> **Problem description**: The whole listing below should be printed again exactly, with no images.

> **Exercise materials**:
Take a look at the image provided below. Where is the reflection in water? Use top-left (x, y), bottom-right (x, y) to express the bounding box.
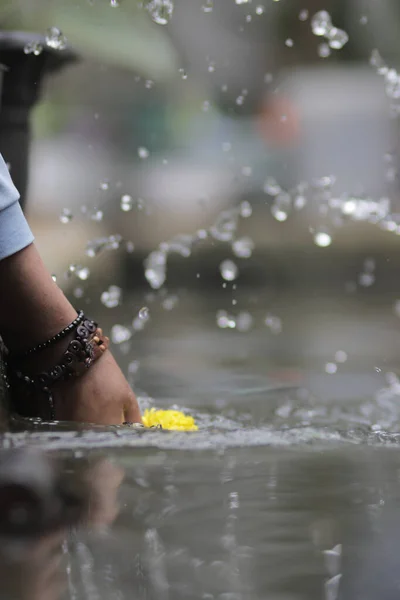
top-left (0, 450), bottom-right (124, 600)
top-left (2, 443), bottom-right (400, 598)
top-left (2, 294), bottom-right (400, 599)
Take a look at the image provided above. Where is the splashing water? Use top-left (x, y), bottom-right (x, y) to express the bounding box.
top-left (24, 42), bottom-right (43, 56)
top-left (45, 27), bottom-right (67, 50)
top-left (311, 11), bottom-right (348, 51)
top-left (144, 251), bottom-right (167, 290)
top-left (101, 285), bottom-right (122, 308)
top-left (111, 324), bottom-right (132, 344)
top-left (144, 0), bottom-right (174, 25)
top-left (68, 265), bottom-right (90, 281)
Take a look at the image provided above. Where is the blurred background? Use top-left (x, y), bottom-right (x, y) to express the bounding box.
top-left (3, 4), bottom-right (400, 599)
top-left (1, 0), bottom-right (400, 410)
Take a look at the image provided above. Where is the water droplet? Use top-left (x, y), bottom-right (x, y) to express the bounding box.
top-left (263, 177), bottom-right (281, 196)
top-left (359, 272), bottom-right (375, 287)
top-left (232, 236), bottom-right (254, 258)
top-left (70, 266), bottom-right (90, 281)
top-left (120, 194), bottom-right (133, 211)
top-left (111, 325), bottom-right (132, 344)
top-left (208, 60), bottom-right (215, 73)
top-left (45, 27), bottom-right (67, 50)
top-left (145, 79), bottom-right (154, 89)
top-left (90, 208), bottom-right (103, 221)
top-left (73, 287), bottom-right (84, 298)
top-left (325, 362), bottom-right (337, 374)
top-left (179, 67), bottom-right (188, 79)
top-left (271, 207), bottom-right (288, 222)
top-left (236, 95), bottom-right (245, 106)
top-left (139, 307), bottom-right (150, 321)
top-left (318, 43), bottom-right (331, 58)
top-left (110, 0), bottom-right (120, 6)
top-left (210, 210), bottom-right (238, 241)
top-left (100, 180), bottom-right (110, 191)
top-left (144, 250), bottom-right (167, 289)
top-left (126, 241), bottom-right (135, 253)
top-left (265, 314), bottom-right (282, 334)
top-left (51, 274), bottom-right (57, 282)
top-left (220, 259), bottom-right (238, 281)
top-left (216, 310), bottom-right (236, 329)
top-left (201, 0), bottom-right (213, 12)
top-left (144, 0), bottom-right (173, 25)
top-left (363, 257), bottom-right (375, 273)
top-left (240, 200), bottom-right (252, 218)
top-left (299, 9), bottom-right (309, 21)
top-left (294, 195), bottom-right (307, 210)
top-left (24, 42), bottom-right (43, 55)
top-left (314, 231), bottom-right (332, 247)
top-left (165, 233), bottom-right (193, 257)
top-left (236, 311), bottom-right (253, 332)
top-left (311, 10), bottom-right (332, 37)
top-left (235, 0), bottom-right (250, 4)
top-left (197, 228), bottom-right (208, 239)
top-left (128, 360), bottom-right (140, 375)
top-left (313, 175), bottom-right (335, 189)
top-left (271, 192), bottom-right (291, 222)
top-left (162, 295), bottom-right (178, 310)
top-left (202, 100), bottom-right (211, 111)
top-left (245, 14), bottom-right (252, 22)
top-left (255, 5), bottom-right (264, 15)
top-left (335, 350), bottom-right (348, 363)
top-left (327, 27), bottom-right (349, 50)
top-left (101, 285), bottom-right (122, 308)
top-left (375, 366), bottom-right (382, 373)
top-left (360, 15), bottom-right (368, 25)
top-left (59, 208), bottom-right (73, 224)
top-left (285, 38), bottom-right (294, 48)
top-left (138, 146), bottom-right (150, 159)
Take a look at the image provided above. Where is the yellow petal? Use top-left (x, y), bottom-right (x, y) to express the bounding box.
top-left (142, 409), bottom-right (198, 431)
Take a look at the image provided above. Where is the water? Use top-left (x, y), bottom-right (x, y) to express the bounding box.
top-left (3, 289), bottom-right (400, 598)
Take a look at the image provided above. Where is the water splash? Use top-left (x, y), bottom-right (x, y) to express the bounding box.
top-left (144, 0), bottom-right (174, 25)
top-left (86, 234), bottom-right (122, 257)
top-left (311, 11), bottom-right (348, 51)
top-left (101, 285), bottom-right (122, 308)
top-left (24, 42), bottom-right (43, 55)
top-left (67, 264), bottom-right (90, 281)
top-left (111, 324), bottom-right (132, 344)
top-left (45, 27), bottom-right (67, 50)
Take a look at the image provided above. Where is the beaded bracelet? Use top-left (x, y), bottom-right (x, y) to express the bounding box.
top-left (6, 316), bottom-right (109, 420)
top-left (11, 311), bottom-right (85, 360)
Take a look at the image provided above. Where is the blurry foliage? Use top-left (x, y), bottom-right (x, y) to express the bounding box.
top-left (0, 0), bottom-right (178, 80)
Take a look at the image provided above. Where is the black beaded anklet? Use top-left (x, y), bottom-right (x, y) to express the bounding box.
top-left (11, 310), bottom-right (85, 360)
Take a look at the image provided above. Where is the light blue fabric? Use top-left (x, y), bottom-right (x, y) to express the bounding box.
top-left (0, 154), bottom-right (34, 260)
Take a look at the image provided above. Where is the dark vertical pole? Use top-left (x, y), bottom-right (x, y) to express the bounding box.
top-left (0, 32), bottom-right (76, 208)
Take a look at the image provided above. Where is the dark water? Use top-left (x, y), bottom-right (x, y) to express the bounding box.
top-left (2, 291), bottom-right (400, 600)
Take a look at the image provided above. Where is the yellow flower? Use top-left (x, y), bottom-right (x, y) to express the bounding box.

> **Task solution**:
Take a look at the image provided below. Where is the reflection in water? Use top-left (x, y), bottom-right (x, y) to express the bounding box.
top-left (0, 450), bottom-right (124, 600)
top-left (2, 443), bottom-right (400, 598)
top-left (2, 294), bottom-right (400, 599)
Take a look at the image provided above. Where is the splashing water? Use top-left (x, y), bottom-right (x, y) to express the bounding box.
top-left (24, 42), bottom-right (43, 56)
top-left (45, 27), bottom-right (67, 50)
top-left (311, 11), bottom-right (348, 51)
top-left (144, 251), bottom-right (167, 290)
top-left (101, 285), bottom-right (122, 308)
top-left (111, 324), bottom-right (132, 344)
top-left (144, 0), bottom-right (174, 25)
top-left (68, 265), bottom-right (90, 281)
Take a look at the image provided above. Where is the blurred background? Use top-left (x, y), bottom-right (x, y) to express the bounding box.
top-left (3, 4), bottom-right (400, 599)
top-left (1, 0), bottom-right (400, 410)
Take a look at the image provided above. Where is the water droplet? Use top-left (x, y), bottom-right (x, y) to express the bounding box.
top-left (263, 177), bottom-right (281, 196)
top-left (359, 272), bottom-right (375, 287)
top-left (232, 236), bottom-right (254, 258)
top-left (70, 266), bottom-right (90, 281)
top-left (120, 194), bottom-right (133, 211)
top-left (111, 325), bottom-right (132, 344)
top-left (208, 60), bottom-right (215, 73)
top-left (45, 27), bottom-right (67, 50)
top-left (145, 79), bottom-right (154, 89)
top-left (90, 208), bottom-right (103, 221)
top-left (73, 287), bottom-right (84, 298)
top-left (325, 362), bottom-right (337, 374)
top-left (179, 67), bottom-right (188, 79)
top-left (271, 207), bottom-right (288, 222)
top-left (236, 95), bottom-right (245, 106)
top-left (139, 307), bottom-right (150, 321)
top-left (318, 43), bottom-right (331, 58)
top-left (110, 0), bottom-right (120, 6)
top-left (210, 210), bottom-right (238, 241)
top-left (100, 180), bottom-right (110, 191)
top-left (144, 250), bottom-right (167, 289)
top-left (126, 241), bottom-right (135, 253)
top-left (265, 314), bottom-right (282, 334)
top-left (51, 274), bottom-right (57, 282)
top-left (220, 259), bottom-right (238, 281)
top-left (216, 310), bottom-right (236, 329)
top-left (201, 0), bottom-right (213, 12)
top-left (144, 0), bottom-right (173, 25)
top-left (363, 257), bottom-right (375, 273)
top-left (240, 200), bottom-right (252, 218)
top-left (299, 9), bottom-right (309, 21)
top-left (294, 195), bottom-right (307, 210)
top-left (24, 42), bottom-right (43, 55)
top-left (314, 231), bottom-right (332, 247)
top-left (165, 233), bottom-right (193, 257)
top-left (236, 311), bottom-right (253, 332)
top-left (311, 10), bottom-right (332, 37)
top-left (235, 0), bottom-right (250, 4)
top-left (197, 228), bottom-right (208, 239)
top-left (128, 360), bottom-right (140, 375)
top-left (313, 175), bottom-right (335, 189)
top-left (271, 192), bottom-right (291, 222)
top-left (162, 295), bottom-right (178, 310)
top-left (202, 100), bottom-right (211, 111)
top-left (245, 14), bottom-right (252, 22)
top-left (255, 5), bottom-right (264, 15)
top-left (335, 350), bottom-right (348, 363)
top-left (327, 27), bottom-right (349, 50)
top-left (101, 285), bottom-right (122, 308)
top-left (375, 366), bottom-right (382, 373)
top-left (360, 15), bottom-right (368, 25)
top-left (59, 208), bottom-right (73, 224)
top-left (285, 38), bottom-right (294, 48)
top-left (138, 146), bottom-right (150, 159)
Take a look at the image provided above. Where is the yellow petal? Use top-left (x, y), bottom-right (x, y) to express the bounding box.
top-left (142, 409), bottom-right (198, 431)
Take a look at the image provided above. Where is the water? Use top-left (x, y), bottom-right (x, y) to express the bounding box.
top-left (3, 289), bottom-right (400, 598)
Take a look at the image provided above. Where is the water splash? Use top-left (x, y), bottom-right (x, y) to express the bounding box.
top-left (144, 0), bottom-right (174, 25)
top-left (86, 234), bottom-right (122, 257)
top-left (311, 11), bottom-right (348, 51)
top-left (101, 285), bottom-right (122, 308)
top-left (24, 42), bottom-right (43, 55)
top-left (67, 264), bottom-right (90, 281)
top-left (111, 324), bottom-right (132, 344)
top-left (45, 27), bottom-right (67, 50)
Take a look at the image provided above. Where is the beaded bracelet? Use top-left (x, y), bottom-right (x, y) to express the bounding box.
top-left (6, 316), bottom-right (109, 420)
top-left (11, 311), bottom-right (85, 360)
Take a look at the image provided above. Where is the blurry foliage? Use top-left (x, y), bottom-right (x, y) to express the bounding box.
top-left (0, 0), bottom-right (178, 80)
Take a look at the image provided above. Where is the black beaded anklet? Use top-left (x, y), bottom-right (x, y) to express the bounding box.
top-left (11, 310), bottom-right (85, 360)
Take a look at the image provided above. Where is the light blue fabric? Use top-left (x, y), bottom-right (x, y) to express the bounding box.
top-left (0, 154), bottom-right (34, 260)
Take a look at the image provided above. Where is the dark vertical pole? Use top-left (x, y), bottom-right (x, y) to express the bounding box.
top-left (0, 32), bottom-right (76, 208)
Take a look at the image provided above. Where is the dark water? Use top-left (x, y), bottom-right (x, y) to express the bounding box.
top-left (2, 291), bottom-right (400, 600)
Take a look at the image provided above. Where is the yellow flower? Use top-left (x, y), bottom-right (x, y) to express the bounding box.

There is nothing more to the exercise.